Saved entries
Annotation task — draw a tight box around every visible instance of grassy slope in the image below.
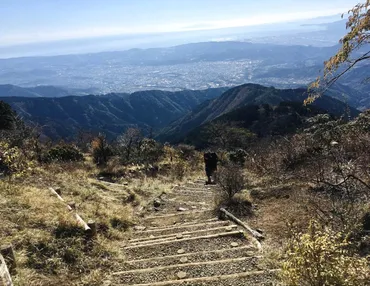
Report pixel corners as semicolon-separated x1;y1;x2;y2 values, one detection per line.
1;156;203;286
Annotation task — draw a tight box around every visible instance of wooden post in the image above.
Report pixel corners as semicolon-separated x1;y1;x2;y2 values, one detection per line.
0;246;16;275
86;220;97;239
219;208;263;251
0;254;13;286
49;187;66;204
49;188;92;232
68;202;76;210
74;214;91;232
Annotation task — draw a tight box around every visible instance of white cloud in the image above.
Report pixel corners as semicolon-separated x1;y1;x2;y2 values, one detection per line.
0;8;347;46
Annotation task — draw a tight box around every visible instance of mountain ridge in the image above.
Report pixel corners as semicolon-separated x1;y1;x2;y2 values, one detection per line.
0;87;228;139
158;83;360;142
0;84;98;98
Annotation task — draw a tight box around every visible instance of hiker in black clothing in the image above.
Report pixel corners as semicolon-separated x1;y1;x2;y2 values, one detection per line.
204;152;218;185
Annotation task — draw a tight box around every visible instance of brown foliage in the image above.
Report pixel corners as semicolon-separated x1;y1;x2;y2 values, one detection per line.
307;1;370;102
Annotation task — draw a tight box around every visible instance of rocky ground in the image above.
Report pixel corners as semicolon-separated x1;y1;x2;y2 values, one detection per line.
105;179;279;286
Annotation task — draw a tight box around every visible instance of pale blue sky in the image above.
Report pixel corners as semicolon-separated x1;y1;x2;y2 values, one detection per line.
0;0;359;46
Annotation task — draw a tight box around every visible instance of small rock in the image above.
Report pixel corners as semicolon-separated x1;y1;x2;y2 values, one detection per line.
150;235;155;239
177;207;188;212
180;257;188;263
133;225;146;231
176;234;184;239
225;226;233;232
159;192;167;199
153;199;161;208
177;248;185;254
256;228;264;234
231;242;239;247
177;271;187;279
330;141;339;146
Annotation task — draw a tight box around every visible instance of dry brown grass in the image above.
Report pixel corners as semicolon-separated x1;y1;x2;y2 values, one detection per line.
0;161;134;285
0;151;205;285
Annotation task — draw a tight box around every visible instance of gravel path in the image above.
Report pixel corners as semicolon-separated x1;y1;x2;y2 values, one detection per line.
109;179;278;286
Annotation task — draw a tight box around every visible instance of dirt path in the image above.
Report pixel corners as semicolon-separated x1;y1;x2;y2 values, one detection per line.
106;179;278;285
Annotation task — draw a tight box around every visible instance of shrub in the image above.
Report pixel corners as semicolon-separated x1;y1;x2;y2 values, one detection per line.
0;101;16;130
110;217;134;231
281;221;370;286
139;138;164;166
177;144;196;160
43;144;84;163
171;160;187;181
92;135;112;165
117;128;143;163
0;142;31;177
229;149;248;166
215;163;245;201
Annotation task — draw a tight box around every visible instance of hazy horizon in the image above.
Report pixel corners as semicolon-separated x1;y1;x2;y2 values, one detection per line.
0;0;359;58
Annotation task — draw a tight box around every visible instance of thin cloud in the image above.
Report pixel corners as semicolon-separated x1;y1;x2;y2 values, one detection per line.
0;8;347;46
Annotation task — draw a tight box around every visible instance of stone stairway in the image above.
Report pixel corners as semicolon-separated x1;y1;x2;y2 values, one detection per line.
109;179;278;285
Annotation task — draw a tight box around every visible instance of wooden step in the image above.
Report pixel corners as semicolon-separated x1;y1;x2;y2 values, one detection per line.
111;270;278;286
140;218;221;234
175;187;212;192
164;195;215;204
157;203;211;214
144;210;213;221
166;198;208;206
118;245;256;271
143;210;215;226
130;224;236;242
112;256;262;285
128;225;239;246
169;190;214;197
124;231;247;260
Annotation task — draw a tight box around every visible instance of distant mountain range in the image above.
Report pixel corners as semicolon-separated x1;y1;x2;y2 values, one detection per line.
0;84;97;98
0;15;347;59
158;83;360;143
0;83;362;141
1;40;368;95
0;88;227;139
0;41;344;94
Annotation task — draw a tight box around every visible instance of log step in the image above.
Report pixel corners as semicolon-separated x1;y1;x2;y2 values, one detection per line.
144;210;213;221
112;270;278;286
169;190;214;197
130;224;236;242
143;210;214;226
128;225;239;246
138;218;221;235
118;245;256;271
112;256;262;285
124;231;247;260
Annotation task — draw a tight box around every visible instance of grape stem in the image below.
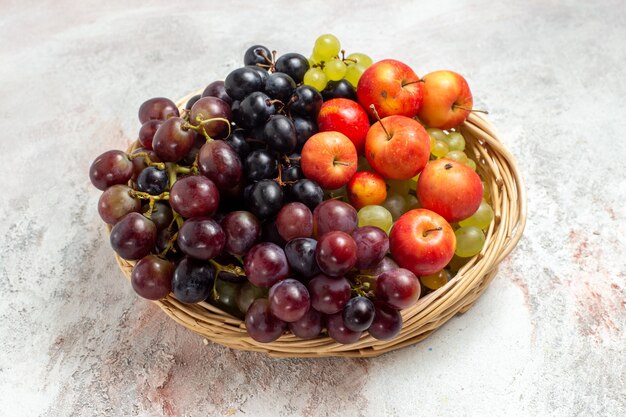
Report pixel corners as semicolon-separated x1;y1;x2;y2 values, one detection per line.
369;105;392;140
208;260;247;300
186;117;232;141
130;190;170;201
452;104;489;114
175;165;198;175
159;232;178;257
129;152;166;170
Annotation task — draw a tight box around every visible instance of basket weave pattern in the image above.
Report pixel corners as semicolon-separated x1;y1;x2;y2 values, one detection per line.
113;91;526;358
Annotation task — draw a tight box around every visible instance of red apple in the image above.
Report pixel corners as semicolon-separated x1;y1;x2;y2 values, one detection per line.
317;98;370;154
301;131;357;190
347;171;387;209
364;115;430;180
389;209;456;276
417;70;473;130
357;59;423;118
417;158;483;223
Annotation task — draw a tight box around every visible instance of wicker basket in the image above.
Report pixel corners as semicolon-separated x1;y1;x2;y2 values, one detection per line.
113;90;526;358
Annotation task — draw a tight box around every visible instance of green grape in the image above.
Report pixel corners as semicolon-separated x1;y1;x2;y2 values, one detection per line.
459;200;494;230
454;226;486;257
381;192;407;220
405;194;420;210
409;174;419;191
344;63;367;87
358;205;393;232
357;156;373;172
429;135;436;149
466;159;477;171
447;255;469;272
420;269;451;290
427;128;448;143
387;179;411;195
308;55;317;67
446;150;468;164
313;34;341;60
446;131;465;151
346;52;373;68
431;140;449;158
303;67;328;92
324;58;347;81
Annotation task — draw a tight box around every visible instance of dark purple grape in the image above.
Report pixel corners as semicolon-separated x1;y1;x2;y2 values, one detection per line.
225;67;264;101
197;140;242;190
137;166;168;195
245;180;283;219
89;150;134;191
245;298;286;342
289;85;323;117
202;80;233;105
308;274;351;314
263;115;297;153
315;231;358;277
321;79;357;101
169;176;219;218
375;268;420;310
275;53;309;83
138;120;162;150
185;94;202;110
276;202;313;241
224;129;251;157
236;92;276;129
246;65;269;85
289;179;323;210
220;211;261;256
244;242;289;287
177;217;225;260
144;202;173;230
292;117;318;151
342;296;375;332
138;97;179;124
211;279;243;317
189;97;232;138
265;72;296;103
313;200;358;236
284;238;320;279
357;256;399;292
98;184;140;224
236;281;269;314
326;312;362;344
351;226;389;270
244;149;277;181
282;165;303;182
269;279;311;322
244;45;271;66
131;255;174;300
261;219;287;247
288;307;323;339
152;117;196;162
110;213;157;260
368;302;402;340
172;257;215;303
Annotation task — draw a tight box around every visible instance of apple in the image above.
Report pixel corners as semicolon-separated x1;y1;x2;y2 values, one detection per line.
417;158;483;223
317;98;370;154
347;171;387;209
417;70;473;130
389;209;456;276
357;59;423;118
301;131;357;190
364;115;430;180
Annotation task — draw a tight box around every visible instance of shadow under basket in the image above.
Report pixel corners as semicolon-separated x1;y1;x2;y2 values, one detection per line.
113;91;527;358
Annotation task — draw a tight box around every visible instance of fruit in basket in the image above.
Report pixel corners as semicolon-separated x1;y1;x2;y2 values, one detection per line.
347;171;387;209
315;231;358;277
138;97;179;123
313;199;358;236
301;131;358;190
317;98;370;153
245;298;287;342
454;226;486;257
417;70;473;130
375;268;420;309
269;279;311;322
130;255;174;300
90;150;135;191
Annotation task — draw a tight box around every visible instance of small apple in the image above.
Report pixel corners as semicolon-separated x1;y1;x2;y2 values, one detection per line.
317;98;370;154
389;209;456;276
301;131;357;189
364;114;430;180
347;171;387;209
357;59;423;118
417;158;483;223
417;70;473;130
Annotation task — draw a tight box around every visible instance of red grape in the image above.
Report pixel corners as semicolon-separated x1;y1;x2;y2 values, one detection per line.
202;80;233;105
138;120;162;150
177;217;225;260
351;226;389;270
376;268;420;310
89;150;134;190
198;140;243;190
342;296;375;332
313;199;358;236
189;97;232;138
138;97;179;124
245;298;286;342
109;212;157;260
276;202;313;241
326;312;362;344
369;302;402;340
308;274;351;314
152;117;196;162
288;307;323;339
315;231;357;277
244;242;289;287
131;255;174;300
98;184;140;224
169;175;220;218
268;279;311;322
220;211;261;256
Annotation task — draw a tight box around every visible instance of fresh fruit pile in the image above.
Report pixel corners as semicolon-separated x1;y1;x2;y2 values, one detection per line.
90;34;494;345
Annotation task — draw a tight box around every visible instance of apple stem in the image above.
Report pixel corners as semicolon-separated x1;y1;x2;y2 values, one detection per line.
423;226;443;237
333;160;353;167
401;79;425;87
369;104;392;140
453;104;489;114
444;163;453;170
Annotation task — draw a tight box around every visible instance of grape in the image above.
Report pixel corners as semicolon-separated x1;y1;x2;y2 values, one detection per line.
245;180;283;219
189;97;232;138
447;254;470;272
313;199;358;236
289;85;323;117
98;185;140;224
145;202;173;230
346;53;373;68
169;176;219;218
387;179;411;195
315;231;357;277
405;194;420;210
381;193;407;221
446;150;468;164
313;34;341;60
244;242;289;287
269;279;311;322
368;302;402;340
342;296;375;332
224;129;251;157
89;150;134;191
177;217;225;260
236;281;268;314
137;166;168;195
357;256;399;292
426;128;447;143
289;179;323;210
110;213;157;260
263;115;297;153
185;94;202;110
459;200;494;230
261;219;287;248
265;72;296;103
202;80;233;105
376;268;420;309
454;226;486;257
303;67;328;91
282;165;303;182
351;226;389;270
236;92;276;129
284;238;321;279
344;63;367;87
138;97;179;124
131;255;174;300
138;120;162;150
308;274;351;314
431;140;449;158
217;211;260;257
292;117;318;151
326;312;362;344
244;149;278;181
420;269;451;291
276;202;313;241
244;44;271;66
275;53;310;84
324;59;347;81
211;279;243;317
171;257;215;303
245;299;286;342
446;131;466;151
288;307;323;339
152;117;196;162
466;159;477;171
321;79;357;101
224;67;264;101
197;140;243;190
180;134;205;166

Problem description: No pictures should appear; only the lines from the first line of the records through the line with "sky in the image above.", both included, are to be restated word for word.

Solution to the problem:
Annotation task — draw a tight box around every visible instance of grassy slope in the image below.
Report pixel corners as semicolon-separated x1;y1;x2;y2 values, one detection per line.
1;156;203;286
Annotation task — draw a tight box around every visible instance of wooden post in the image above.
Report pixel corners as semicolon-separated x1;y1;x2;y2 values, one detection per line.
0;246;16;275
86;220;97;239
219;208;263;251
0;254;13;286
49;187;66;204
49;188;92;232
68;202;76;210
74;214;91;232
Annotation task — draw a tight box around every visible instance of white cloud in the image above.
Report pixel corners as semicolon-separated x1;y1;x2;y2 values, one detection per line.
0;8;347;46
Annotation task — draw a tight box around every visible instance of mountain ridge in the image above.
Report pixel corners as semicolon-separated x1;y1;x2;y2 values, one detection per line.
0;87;228;139
158;83;360;142
0;84;98;98
Annotation task — draw a tight box around every visible instance of hiker in black clothing in the image above.
Report pixel corners as semicolon-separated x1;y1;x2;y2 values, one detection per line.
204;152;218;185
Annotation task — draw a tight box around every visible instance of brown foliage in the image above.
Report pixel corners as semicolon-separated x1;y1;x2;y2 values, one detection per line.
307;1;370;102
Annotation task — draw a tight box around every visible instance of rocky ground in the image above.
Report pixel corners as semicolon-separated x1;y1;x2;y2 values, one detection per line.
105;179;279;286
Annotation task — draw a tight box around every visible instance of pale blue sky in the image above.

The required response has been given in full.